- DESCRIPTION OF THE TASK: Each line of the data below that contains "head" must be copied.

===== SUPPLIED RECORDS

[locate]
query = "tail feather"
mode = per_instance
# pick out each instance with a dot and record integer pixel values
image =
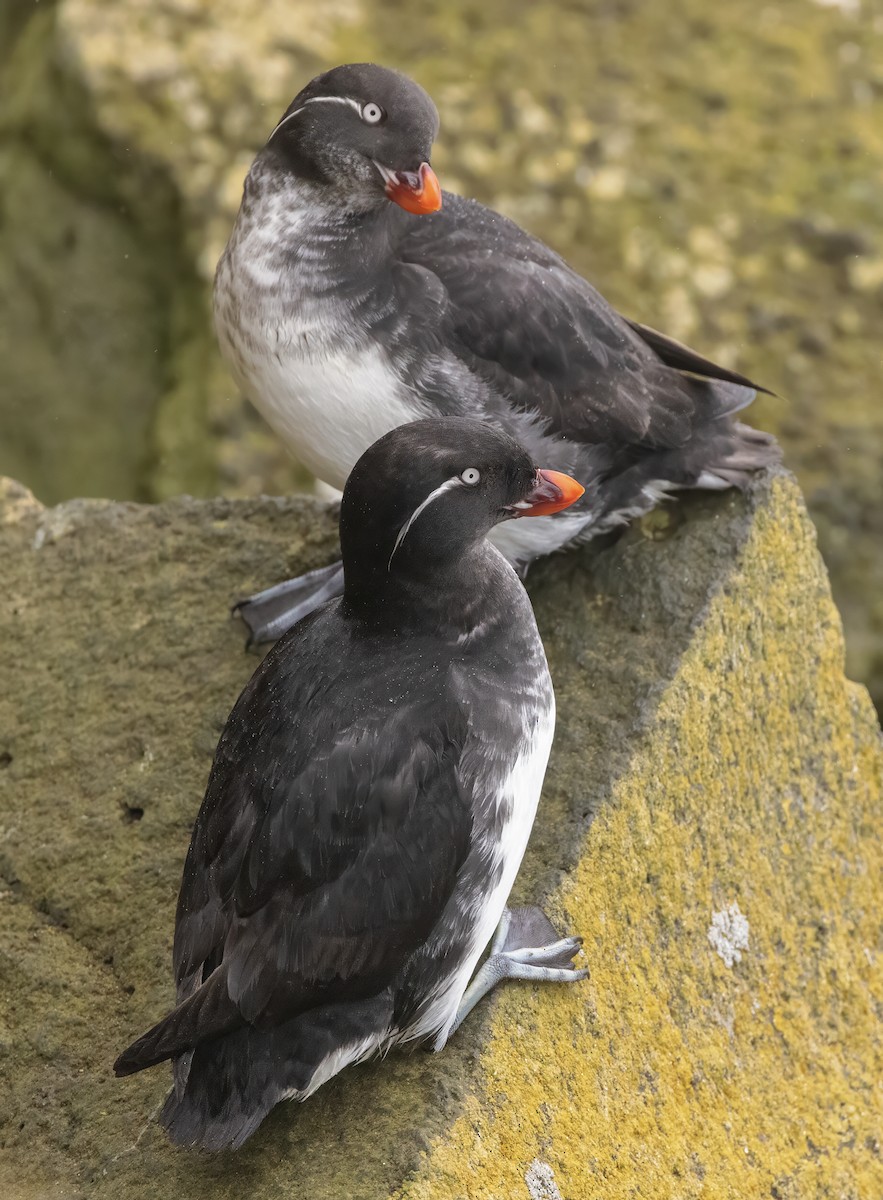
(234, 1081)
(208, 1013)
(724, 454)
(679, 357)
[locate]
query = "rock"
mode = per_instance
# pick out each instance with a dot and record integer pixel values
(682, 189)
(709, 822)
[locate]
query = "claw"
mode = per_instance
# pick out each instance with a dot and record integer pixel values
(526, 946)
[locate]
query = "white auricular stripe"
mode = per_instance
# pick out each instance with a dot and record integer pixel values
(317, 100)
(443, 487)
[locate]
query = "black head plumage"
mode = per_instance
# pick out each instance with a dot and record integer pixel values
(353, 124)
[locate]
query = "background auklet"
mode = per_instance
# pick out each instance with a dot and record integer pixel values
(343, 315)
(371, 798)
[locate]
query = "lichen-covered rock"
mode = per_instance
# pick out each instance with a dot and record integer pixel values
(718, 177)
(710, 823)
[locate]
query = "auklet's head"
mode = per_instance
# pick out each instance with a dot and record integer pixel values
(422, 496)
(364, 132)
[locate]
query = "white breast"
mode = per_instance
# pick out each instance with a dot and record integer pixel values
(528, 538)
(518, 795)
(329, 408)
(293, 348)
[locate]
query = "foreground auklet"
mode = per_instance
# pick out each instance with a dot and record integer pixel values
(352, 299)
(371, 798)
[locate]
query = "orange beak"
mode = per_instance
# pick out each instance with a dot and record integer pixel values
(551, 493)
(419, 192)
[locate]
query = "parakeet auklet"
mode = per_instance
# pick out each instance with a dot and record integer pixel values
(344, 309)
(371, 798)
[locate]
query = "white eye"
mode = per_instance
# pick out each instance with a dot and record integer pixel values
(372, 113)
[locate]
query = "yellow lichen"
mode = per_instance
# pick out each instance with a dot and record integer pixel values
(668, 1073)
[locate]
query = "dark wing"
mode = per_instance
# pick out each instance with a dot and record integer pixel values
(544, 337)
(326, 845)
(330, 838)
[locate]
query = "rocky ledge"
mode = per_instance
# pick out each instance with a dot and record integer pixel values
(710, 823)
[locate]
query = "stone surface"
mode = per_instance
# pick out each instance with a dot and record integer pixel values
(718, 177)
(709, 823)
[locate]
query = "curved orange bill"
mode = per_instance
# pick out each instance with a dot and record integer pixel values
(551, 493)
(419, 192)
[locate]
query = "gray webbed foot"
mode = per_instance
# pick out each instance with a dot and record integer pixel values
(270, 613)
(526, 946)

==========
===== SUPPLIED RECORDS

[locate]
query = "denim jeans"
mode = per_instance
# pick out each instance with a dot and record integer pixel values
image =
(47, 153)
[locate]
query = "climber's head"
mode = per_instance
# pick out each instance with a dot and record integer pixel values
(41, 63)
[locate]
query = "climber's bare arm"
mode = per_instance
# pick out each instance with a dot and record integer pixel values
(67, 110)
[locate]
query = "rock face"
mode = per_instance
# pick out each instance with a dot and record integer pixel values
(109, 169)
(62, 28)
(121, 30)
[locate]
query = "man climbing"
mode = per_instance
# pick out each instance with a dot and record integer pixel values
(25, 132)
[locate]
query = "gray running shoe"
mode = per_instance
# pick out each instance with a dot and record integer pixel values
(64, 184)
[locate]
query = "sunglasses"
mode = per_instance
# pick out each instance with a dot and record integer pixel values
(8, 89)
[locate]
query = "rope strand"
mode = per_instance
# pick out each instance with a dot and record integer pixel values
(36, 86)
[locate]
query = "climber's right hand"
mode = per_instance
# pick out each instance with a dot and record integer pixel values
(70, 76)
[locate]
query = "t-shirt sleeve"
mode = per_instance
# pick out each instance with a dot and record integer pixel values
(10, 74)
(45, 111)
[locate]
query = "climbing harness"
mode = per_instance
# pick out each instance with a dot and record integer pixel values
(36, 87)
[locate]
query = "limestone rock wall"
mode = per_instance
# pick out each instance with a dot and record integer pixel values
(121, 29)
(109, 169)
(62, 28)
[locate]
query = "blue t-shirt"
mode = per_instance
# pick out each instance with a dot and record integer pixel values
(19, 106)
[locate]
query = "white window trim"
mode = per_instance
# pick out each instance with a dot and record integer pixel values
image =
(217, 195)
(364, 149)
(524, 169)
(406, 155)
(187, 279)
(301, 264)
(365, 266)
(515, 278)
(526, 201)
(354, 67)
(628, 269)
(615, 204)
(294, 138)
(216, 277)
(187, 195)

==========

- OUTPUT OF THE TASK:
query = "black head plumage"
query = "auklet's head"
query = "climber's head"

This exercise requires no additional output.